══ Source material

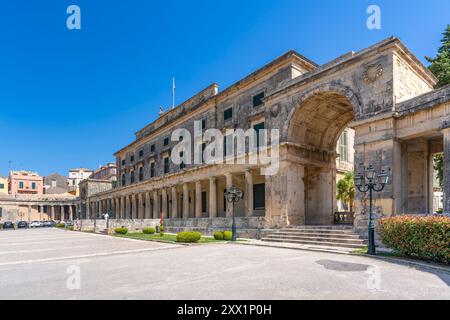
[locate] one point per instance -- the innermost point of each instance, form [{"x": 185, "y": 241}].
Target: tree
[
  {"x": 346, "y": 189},
  {"x": 440, "y": 65}
]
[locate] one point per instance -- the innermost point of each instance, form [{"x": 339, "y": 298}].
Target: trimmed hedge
[
  {"x": 149, "y": 230},
  {"x": 121, "y": 230},
  {"x": 228, "y": 235},
  {"x": 425, "y": 238},
  {"x": 218, "y": 235},
  {"x": 188, "y": 237}
]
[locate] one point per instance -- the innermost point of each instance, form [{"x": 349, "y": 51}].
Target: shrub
[
  {"x": 425, "y": 238},
  {"x": 121, "y": 230},
  {"x": 149, "y": 230},
  {"x": 228, "y": 235},
  {"x": 218, "y": 235},
  {"x": 188, "y": 237}
]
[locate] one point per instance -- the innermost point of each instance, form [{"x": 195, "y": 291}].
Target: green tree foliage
[
  {"x": 440, "y": 65},
  {"x": 346, "y": 189}
]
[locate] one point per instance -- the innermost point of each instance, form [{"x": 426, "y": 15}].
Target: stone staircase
[{"x": 321, "y": 236}]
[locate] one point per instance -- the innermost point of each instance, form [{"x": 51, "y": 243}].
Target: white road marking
[{"x": 103, "y": 254}]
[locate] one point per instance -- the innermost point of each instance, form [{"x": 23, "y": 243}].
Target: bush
[
  {"x": 121, "y": 230},
  {"x": 228, "y": 235},
  {"x": 425, "y": 238},
  {"x": 218, "y": 235},
  {"x": 149, "y": 230},
  {"x": 188, "y": 237}
]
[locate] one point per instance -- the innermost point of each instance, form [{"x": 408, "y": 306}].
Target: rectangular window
[
  {"x": 259, "y": 196},
  {"x": 166, "y": 165},
  {"x": 204, "y": 209},
  {"x": 343, "y": 146},
  {"x": 228, "y": 114},
  {"x": 260, "y": 137},
  {"x": 152, "y": 170},
  {"x": 258, "y": 99}
]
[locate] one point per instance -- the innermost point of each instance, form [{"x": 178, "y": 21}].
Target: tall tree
[
  {"x": 440, "y": 65},
  {"x": 346, "y": 189}
]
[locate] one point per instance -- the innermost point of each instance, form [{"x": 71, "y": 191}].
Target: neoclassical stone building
[{"x": 383, "y": 93}]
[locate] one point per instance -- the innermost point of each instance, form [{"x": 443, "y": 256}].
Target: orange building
[{"x": 25, "y": 182}]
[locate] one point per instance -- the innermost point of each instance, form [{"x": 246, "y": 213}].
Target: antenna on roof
[{"x": 173, "y": 93}]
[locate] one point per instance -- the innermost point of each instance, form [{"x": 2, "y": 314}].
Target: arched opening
[{"x": 315, "y": 136}]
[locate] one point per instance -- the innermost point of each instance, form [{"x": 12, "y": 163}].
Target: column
[
  {"x": 174, "y": 203},
  {"x": 212, "y": 197},
  {"x": 164, "y": 204},
  {"x": 446, "y": 173},
  {"x": 198, "y": 199},
  {"x": 155, "y": 205},
  {"x": 248, "y": 193},
  {"x": 185, "y": 201},
  {"x": 148, "y": 213},
  {"x": 229, "y": 184}
]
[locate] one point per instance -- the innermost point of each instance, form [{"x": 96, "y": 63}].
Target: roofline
[{"x": 292, "y": 54}]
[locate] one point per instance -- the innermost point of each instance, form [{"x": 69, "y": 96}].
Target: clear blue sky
[{"x": 72, "y": 98}]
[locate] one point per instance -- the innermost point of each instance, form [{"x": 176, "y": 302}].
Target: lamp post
[
  {"x": 233, "y": 195},
  {"x": 368, "y": 182}
]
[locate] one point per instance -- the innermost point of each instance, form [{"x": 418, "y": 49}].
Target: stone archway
[{"x": 313, "y": 130}]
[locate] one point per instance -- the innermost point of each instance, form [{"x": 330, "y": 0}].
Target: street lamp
[
  {"x": 369, "y": 182},
  {"x": 233, "y": 195}
]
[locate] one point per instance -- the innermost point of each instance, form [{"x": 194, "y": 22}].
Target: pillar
[
  {"x": 155, "y": 205},
  {"x": 229, "y": 184},
  {"x": 174, "y": 203},
  {"x": 198, "y": 199},
  {"x": 248, "y": 193},
  {"x": 148, "y": 213},
  {"x": 446, "y": 170},
  {"x": 164, "y": 204},
  {"x": 185, "y": 201},
  {"x": 212, "y": 197}
]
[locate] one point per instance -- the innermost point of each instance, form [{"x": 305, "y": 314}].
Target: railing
[{"x": 344, "y": 218}]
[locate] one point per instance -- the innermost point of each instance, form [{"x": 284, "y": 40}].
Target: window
[
  {"x": 228, "y": 114},
  {"x": 141, "y": 173},
  {"x": 166, "y": 165},
  {"x": 152, "y": 170},
  {"x": 259, "y": 196},
  {"x": 203, "y": 124},
  {"x": 260, "y": 137},
  {"x": 258, "y": 99},
  {"x": 343, "y": 146},
  {"x": 204, "y": 209}
]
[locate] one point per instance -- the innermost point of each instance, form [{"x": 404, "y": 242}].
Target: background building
[
  {"x": 3, "y": 185},
  {"x": 25, "y": 182}
]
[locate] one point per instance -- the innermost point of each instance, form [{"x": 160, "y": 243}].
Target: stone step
[
  {"x": 315, "y": 238},
  {"x": 318, "y": 243}
]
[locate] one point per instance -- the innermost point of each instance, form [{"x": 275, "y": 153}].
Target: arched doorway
[{"x": 314, "y": 130}]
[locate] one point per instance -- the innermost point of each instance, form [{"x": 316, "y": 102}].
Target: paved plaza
[{"x": 41, "y": 264}]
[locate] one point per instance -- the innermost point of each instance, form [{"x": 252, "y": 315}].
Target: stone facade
[{"x": 383, "y": 93}]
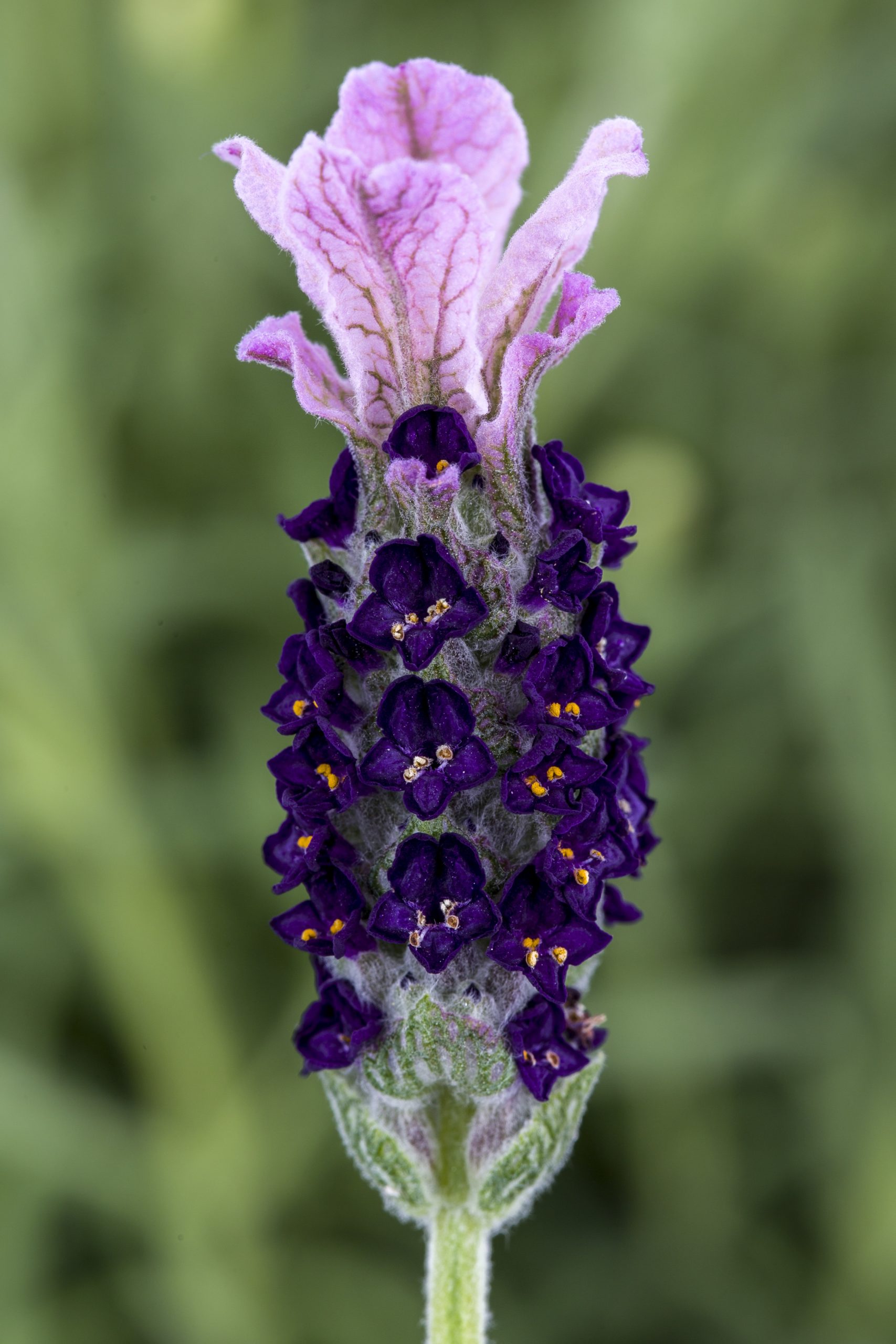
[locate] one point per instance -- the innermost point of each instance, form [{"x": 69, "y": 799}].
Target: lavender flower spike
[{"x": 460, "y": 786}]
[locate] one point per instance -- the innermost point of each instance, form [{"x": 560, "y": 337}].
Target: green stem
[
  {"x": 458, "y": 1244},
  {"x": 457, "y": 1277}
]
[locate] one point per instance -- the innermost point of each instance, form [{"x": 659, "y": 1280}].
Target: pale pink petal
[
  {"x": 529, "y": 358},
  {"x": 395, "y": 255},
  {"x": 321, "y": 390},
  {"x": 553, "y": 241},
  {"x": 425, "y": 109},
  {"x": 257, "y": 182}
]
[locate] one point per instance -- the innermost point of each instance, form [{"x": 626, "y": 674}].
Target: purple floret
[
  {"x": 313, "y": 687},
  {"x": 419, "y": 601},
  {"x": 437, "y": 902},
  {"x": 330, "y": 521},
  {"x": 562, "y": 575},
  {"x": 537, "y": 1041},
  {"x": 519, "y": 646},
  {"x": 318, "y": 774},
  {"x": 437, "y": 436},
  {"x": 550, "y": 779},
  {"x": 616, "y": 646},
  {"x": 429, "y": 749},
  {"x": 594, "y": 510},
  {"x": 330, "y": 922},
  {"x": 559, "y": 686},
  {"x": 542, "y": 936},
  {"x": 336, "y": 1027}
]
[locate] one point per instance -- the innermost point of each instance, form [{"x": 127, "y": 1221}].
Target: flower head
[
  {"x": 437, "y": 901},
  {"x": 419, "y": 601},
  {"x": 542, "y": 936},
  {"x": 429, "y": 749}
]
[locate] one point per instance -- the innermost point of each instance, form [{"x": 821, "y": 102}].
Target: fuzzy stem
[
  {"x": 458, "y": 1244},
  {"x": 457, "y": 1277}
]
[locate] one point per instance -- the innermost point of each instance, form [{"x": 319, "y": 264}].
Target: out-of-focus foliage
[{"x": 166, "y": 1177}]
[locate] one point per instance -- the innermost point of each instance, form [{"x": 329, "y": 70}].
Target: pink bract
[{"x": 395, "y": 219}]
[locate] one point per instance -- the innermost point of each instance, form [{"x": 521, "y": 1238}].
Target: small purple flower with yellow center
[
  {"x": 437, "y": 902},
  {"x": 330, "y": 521},
  {"x": 318, "y": 774},
  {"x": 336, "y": 1027},
  {"x": 594, "y": 510},
  {"x": 428, "y": 749},
  {"x": 541, "y": 934},
  {"x": 585, "y": 850},
  {"x": 559, "y": 686},
  {"x": 330, "y": 922},
  {"x": 616, "y": 646},
  {"x": 293, "y": 850},
  {"x": 562, "y": 575},
  {"x": 519, "y": 646},
  {"x": 539, "y": 1042},
  {"x": 313, "y": 687},
  {"x": 630, "y": 805},
  {"x": 550, "y": 779},
  {"x": 419, "y": 601},
  {"x": 436, "y": 436}
]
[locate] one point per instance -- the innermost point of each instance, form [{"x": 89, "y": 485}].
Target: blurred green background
[{"x": 167, "y": 1178}]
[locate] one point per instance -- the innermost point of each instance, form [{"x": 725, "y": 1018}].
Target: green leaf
[
  {"x": 382, "y": 1160},
  {"x": 537, "y": 1152},
  {"x": 433, "y": 1047}
]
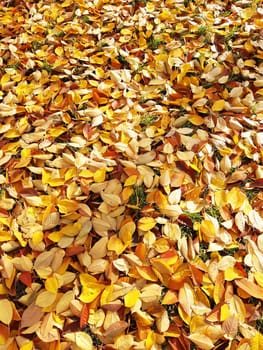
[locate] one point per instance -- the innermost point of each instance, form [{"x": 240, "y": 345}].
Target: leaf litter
[{"x": 131, "y": 172}]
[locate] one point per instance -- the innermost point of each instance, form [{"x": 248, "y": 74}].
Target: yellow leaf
[
  {"x": 27, "y": 346},
  {"x": 82, "y": 340},
  {"x": 66, "y": 206},
  {"x": 224, "y": 312},
  {"x": 147, "y": 273},
  {"x": 257, "y": 342},
  {"x": 259, "y": 278},
  {"x": 57, "y": 131},
  {"x": 236, "y": 198},
  {"x": 146, "y": 223},
  {"x": 45, "y": 299},
  {"x": 6, "y": 313},
  {"x": 201, "y": 340},
  {"x": 59, "y": 51},
  {"x": 131, "y": 298},
  {"x": 150, "y": 340},
  {"x": 56, "y": 236},
  {"x": 51, "y": 284},
  {"x": 232, "y": 273},
  {"x": 106, "y": 295},
  {"x": 37, "y": 237},
  {"x": 250, "y": 287},
  {"x": 5, "y": 79},
  {"x": 115, "y": 244},
  {"x": 208, "y": 231},
  {"x": 71, "y": 230},
  {"x": 90, "y": 288},
  {"x": 196, "y": 119},
  {"x": 131, "y": 180},
  {"x": 127, "y": 231},
  {"x": 90, "y": 292},
  {"x": 86, "y": 173},
  {"x": 100, "y": 175},
  {"x": 218, "y": 105}
]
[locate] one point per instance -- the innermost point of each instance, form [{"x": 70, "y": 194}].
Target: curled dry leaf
[{"x": 131, "y": 174}]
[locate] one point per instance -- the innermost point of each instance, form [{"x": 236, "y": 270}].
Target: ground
[{"x": 131, "y": 211}]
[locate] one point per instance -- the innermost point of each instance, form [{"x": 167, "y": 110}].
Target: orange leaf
[
  {"x": 26, "y": 278},
  {"x": 250, "y": 287},
  {"x": 84, "y": 316}
]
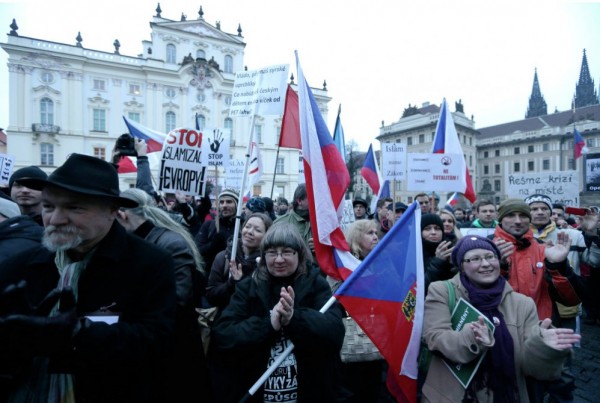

════

Count how many lines of the stored items contain the string "background" and give only the number.

2